-- DATA LISTING start --

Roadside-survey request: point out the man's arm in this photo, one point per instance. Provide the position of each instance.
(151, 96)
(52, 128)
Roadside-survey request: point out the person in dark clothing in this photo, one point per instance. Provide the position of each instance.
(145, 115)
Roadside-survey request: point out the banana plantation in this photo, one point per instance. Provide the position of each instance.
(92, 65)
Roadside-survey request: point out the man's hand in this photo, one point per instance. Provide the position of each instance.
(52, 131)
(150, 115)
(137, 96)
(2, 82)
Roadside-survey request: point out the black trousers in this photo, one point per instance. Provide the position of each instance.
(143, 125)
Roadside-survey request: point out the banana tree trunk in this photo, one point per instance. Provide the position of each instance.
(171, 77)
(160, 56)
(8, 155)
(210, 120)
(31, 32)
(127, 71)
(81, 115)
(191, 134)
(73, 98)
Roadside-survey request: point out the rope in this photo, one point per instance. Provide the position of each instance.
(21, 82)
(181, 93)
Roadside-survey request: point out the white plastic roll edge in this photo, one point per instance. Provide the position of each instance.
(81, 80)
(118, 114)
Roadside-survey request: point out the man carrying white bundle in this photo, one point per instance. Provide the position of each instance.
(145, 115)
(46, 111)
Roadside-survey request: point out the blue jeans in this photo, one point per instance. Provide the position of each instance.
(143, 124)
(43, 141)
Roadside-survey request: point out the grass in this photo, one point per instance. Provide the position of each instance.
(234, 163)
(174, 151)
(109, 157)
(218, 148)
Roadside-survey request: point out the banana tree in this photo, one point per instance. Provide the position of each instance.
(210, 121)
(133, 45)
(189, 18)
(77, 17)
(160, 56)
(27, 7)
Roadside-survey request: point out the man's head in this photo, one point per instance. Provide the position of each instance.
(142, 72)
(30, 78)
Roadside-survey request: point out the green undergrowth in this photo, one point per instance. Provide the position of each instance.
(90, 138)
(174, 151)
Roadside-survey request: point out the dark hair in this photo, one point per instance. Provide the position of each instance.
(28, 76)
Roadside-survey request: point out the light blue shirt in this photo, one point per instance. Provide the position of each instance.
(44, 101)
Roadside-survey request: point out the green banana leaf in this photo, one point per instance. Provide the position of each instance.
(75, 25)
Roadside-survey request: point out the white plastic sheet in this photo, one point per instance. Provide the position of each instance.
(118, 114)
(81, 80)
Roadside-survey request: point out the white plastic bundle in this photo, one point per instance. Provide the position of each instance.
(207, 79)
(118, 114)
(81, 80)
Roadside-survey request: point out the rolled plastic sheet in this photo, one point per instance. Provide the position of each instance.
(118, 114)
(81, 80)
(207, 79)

-- DATA LISTING end --
-- DATA LISTING start --

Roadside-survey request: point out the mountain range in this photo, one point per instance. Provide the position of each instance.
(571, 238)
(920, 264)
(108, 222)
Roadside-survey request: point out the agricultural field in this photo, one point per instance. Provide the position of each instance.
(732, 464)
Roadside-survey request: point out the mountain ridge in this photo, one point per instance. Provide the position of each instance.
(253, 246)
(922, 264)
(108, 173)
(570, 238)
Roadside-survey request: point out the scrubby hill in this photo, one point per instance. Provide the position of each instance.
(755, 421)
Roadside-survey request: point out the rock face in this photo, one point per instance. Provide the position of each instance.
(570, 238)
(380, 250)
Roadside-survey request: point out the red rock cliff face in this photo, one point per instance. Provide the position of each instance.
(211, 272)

-- DATA LISTING end --

__WHAT YOU HAVE TO DO__.
Count the lines in the data above that contain the word "dark", and reply with that number alone.

__SOLUTION BELOW__.
2